Material for this exercise:
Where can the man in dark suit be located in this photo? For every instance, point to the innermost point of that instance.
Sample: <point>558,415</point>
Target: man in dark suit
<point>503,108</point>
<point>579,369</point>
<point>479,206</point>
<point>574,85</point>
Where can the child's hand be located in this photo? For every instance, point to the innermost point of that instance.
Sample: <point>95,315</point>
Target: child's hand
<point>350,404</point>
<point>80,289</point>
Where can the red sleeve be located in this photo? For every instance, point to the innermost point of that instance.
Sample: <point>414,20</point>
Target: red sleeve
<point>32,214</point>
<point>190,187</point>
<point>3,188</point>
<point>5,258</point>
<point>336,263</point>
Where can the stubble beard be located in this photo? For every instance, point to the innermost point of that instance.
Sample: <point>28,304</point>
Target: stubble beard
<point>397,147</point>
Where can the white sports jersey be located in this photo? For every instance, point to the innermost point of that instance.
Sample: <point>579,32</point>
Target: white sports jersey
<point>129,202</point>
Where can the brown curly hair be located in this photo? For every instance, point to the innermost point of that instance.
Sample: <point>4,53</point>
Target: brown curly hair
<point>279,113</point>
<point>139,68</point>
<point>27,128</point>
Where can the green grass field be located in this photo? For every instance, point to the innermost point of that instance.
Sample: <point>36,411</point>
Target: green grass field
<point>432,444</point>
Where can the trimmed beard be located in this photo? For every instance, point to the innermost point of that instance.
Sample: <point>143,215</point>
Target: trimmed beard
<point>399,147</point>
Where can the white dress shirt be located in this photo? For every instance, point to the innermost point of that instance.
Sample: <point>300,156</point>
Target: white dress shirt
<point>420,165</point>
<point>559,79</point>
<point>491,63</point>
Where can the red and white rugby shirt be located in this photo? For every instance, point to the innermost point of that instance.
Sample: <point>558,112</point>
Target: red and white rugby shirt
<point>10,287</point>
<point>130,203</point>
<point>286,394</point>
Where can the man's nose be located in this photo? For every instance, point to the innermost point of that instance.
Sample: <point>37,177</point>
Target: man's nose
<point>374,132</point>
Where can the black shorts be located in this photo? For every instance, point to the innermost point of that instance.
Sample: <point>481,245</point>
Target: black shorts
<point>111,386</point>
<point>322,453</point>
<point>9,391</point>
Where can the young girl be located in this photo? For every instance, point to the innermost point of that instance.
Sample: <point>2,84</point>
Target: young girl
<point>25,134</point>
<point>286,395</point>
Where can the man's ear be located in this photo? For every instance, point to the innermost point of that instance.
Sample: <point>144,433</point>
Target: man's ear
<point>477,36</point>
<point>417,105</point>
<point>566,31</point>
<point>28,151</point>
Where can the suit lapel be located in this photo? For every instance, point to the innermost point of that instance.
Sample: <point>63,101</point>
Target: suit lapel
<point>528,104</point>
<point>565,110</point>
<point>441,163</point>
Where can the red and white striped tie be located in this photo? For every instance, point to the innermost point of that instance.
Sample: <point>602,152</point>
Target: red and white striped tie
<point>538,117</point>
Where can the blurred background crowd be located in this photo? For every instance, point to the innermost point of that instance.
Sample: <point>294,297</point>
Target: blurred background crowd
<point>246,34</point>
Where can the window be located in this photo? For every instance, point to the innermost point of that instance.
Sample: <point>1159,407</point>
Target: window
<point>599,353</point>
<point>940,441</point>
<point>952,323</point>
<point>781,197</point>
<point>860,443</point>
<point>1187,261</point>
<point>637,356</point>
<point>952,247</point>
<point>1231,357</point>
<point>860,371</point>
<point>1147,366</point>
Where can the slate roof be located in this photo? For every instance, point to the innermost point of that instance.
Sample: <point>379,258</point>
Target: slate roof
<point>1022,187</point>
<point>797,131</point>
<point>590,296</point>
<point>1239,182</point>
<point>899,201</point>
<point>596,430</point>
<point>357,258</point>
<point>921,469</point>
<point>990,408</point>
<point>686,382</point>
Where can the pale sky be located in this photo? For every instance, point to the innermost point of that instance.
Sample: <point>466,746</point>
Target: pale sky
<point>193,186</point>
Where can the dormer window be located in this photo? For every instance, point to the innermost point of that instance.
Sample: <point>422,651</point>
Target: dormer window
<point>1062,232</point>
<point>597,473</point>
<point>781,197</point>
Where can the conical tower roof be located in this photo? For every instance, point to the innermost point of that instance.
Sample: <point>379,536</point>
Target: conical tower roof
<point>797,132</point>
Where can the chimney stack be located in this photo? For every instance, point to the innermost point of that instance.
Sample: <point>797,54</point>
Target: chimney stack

Try it:
In the listing above, find the line containing "Target: red and white rugby shirt" and the line containing "Sample: <point>144,433</point>", then repeat those two lines and everything between them exactly.

Solution below:
Target: red and white rugby shirt
<point>10,287</point>
<point>130,203</point>
<point>286,394</point>
Where can the man's nose be located in this photo? For every instance, point to the innermost point of that instance.
Sample: <point>37,177</point>
Target: man's nose
<point>374,132</point>
Where can the black shorts be located in this photo? For every instance, point to the innermost point of that instance.
Sample: <point>481,245</point>
Target: black shorts
<point>111,386</point>
<point>322,453</point>
<point>9,391</point>
Where can the young girl be located in this photo? For every instance, point to the innermost point of that instance.
Sample: <point>2,84</point>
Target: young girl
<point>25,134</point>
<point>286,395</point>
Where can the man's ear be located in this photo? For every instance, point to the innermost point of that instance.
Sample: <point>144,433</point>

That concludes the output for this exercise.